- **TEXTO FORNECIDO**
E se fôssemos todos Sergio Moro?

Ao me deparar com um cartaz esmeradamente confeccionado e exposto na Savassi (bairro nobre de Belo Horizonte) afirmando que “Somos todos Sérgio Moro” fiquei a imaginar o que significaria adotar esse estilo de vida (e de justiça).

 Sendo Sérgio Moro, teria que imediatamente me render àquela velha expressão popular que melhor simboliza e nos faz entender a dinâmica adotada pela turma da Lava Jato: “Aos amigos tudo, aos inimigos os rigores da lei”.

Atualmente sou um simples professor. Mas recordo bem da época em que eu era coordenador de curso e dos grandes feitos que eu poderia ter realizado se, já naquela época, tivesse incorporado o espírito do Doutor Moro.

Logo na posse, para mostrar serviço aos meus colegas que me honraram com os seus votos, e imbuído do justo e legítimo sentimento de justiça, teria aplicado à risca a Lei nº 8.112 de 11/12/90 que diz respeito ao regime jurídico dos servidores públicos em geral.

Em especial a parte da lei que trata das proibições do servidor, deveria ter usado o inciso primeiro para ferrar aquele meu desafeto de “ausentar-se do serviço durante o expediente, sem prévia autorização do chefe imediato”.

Como teria sido bom vingar-me daquele petralha! Lembro-me bem do dia em que um aluno não o achou em sua sala e após um tempo descobri que ele estava acompanhando sua esposa numa consulta médica. E isso tudo sem me consultar. Um desaforo!

Dados de ancoragem de texto em regiões:
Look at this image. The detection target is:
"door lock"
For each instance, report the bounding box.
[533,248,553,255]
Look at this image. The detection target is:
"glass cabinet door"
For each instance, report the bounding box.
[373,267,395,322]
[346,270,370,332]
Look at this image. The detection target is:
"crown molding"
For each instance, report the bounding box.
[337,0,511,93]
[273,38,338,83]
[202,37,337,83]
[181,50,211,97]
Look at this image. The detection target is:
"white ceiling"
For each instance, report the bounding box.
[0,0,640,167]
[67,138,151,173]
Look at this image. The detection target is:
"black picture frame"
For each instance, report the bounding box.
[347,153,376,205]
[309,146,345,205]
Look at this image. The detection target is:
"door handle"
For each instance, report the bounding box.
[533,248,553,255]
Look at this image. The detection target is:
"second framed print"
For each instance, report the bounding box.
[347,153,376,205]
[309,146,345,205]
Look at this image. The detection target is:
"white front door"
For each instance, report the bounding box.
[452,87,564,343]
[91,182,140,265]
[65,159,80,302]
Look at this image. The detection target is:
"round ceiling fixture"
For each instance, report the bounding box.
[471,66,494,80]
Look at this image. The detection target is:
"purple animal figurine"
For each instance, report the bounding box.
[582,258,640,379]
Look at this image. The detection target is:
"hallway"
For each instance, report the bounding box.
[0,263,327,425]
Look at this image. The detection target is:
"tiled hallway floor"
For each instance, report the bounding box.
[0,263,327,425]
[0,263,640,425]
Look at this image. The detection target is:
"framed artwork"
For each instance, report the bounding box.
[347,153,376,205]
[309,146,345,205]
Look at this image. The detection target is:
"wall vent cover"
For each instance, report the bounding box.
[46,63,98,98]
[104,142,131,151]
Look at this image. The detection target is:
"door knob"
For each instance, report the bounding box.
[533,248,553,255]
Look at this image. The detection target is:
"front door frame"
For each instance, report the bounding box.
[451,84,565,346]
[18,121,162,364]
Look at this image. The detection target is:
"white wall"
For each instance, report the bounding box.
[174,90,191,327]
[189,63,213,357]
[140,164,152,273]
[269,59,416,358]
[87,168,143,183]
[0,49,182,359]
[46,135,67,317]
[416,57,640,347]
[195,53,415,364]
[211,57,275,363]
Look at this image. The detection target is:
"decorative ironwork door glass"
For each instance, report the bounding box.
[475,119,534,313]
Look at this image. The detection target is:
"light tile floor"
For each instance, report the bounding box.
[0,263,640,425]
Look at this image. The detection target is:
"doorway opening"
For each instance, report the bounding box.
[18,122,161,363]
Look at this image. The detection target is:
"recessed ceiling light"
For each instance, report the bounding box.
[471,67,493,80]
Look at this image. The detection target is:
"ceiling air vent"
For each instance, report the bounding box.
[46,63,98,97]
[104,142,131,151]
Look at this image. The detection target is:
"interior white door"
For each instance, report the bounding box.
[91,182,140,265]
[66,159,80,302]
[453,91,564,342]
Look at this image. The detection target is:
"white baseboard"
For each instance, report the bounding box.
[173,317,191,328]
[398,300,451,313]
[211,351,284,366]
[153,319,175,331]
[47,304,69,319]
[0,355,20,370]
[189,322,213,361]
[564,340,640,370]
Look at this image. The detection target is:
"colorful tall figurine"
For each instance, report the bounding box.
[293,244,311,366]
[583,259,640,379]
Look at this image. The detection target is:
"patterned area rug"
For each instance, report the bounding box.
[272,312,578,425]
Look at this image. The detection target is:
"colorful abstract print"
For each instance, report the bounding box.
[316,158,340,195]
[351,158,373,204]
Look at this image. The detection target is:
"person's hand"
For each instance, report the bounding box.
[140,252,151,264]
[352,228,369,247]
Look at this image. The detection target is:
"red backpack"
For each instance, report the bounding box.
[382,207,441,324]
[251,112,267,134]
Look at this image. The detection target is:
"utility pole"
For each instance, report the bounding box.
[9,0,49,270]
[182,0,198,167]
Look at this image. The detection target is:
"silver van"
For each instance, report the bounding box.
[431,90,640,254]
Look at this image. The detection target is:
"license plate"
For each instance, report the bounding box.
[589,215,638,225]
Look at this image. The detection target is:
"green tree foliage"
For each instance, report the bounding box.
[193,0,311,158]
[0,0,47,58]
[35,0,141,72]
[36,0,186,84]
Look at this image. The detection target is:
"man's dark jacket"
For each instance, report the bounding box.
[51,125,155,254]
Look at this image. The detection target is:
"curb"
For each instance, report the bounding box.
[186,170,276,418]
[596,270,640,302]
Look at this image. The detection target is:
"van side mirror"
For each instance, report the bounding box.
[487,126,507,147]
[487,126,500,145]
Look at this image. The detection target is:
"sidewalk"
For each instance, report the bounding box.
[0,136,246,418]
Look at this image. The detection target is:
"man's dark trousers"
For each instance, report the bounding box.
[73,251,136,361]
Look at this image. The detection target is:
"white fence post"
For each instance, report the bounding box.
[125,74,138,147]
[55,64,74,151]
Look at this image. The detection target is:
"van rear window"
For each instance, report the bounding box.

- **INSTRUÇÕES**
Transcreva do texto sobre Sergio Moro tudo o que vai de “Sendo Sérgio Moro, teria” até “públicos em geral.”, sem alterar nada. Responda com base apenas no texto.

- **RESPOSTA**
Sendo Sérgio Moro, teria que imediatamente me render àquela velha expressão popular que melhor simboliza e nos faz entender a dinâmica adotada pela turma da Lava Jato: “Aos amigos tudo, aos inimigos os rigores da lei”.

Atualmente sou um simples professor. Mas recordo bem da época em que eu era coordenador de curso e dos grandes feitos que eu poderia ter realizado se, já naquela época, tivesse incorporado o espírito do Doutor Moro.

Logo na posse, para mostrar serviço aos meus colegas que me honraram com os seus votos, e imbuído do justo e legítimo sentimento de justiça, teria aplicado à risca a Lei nº 8.112 de 11/12/90 que diz respeito ao regime jurídico dos servidores públicos em geral.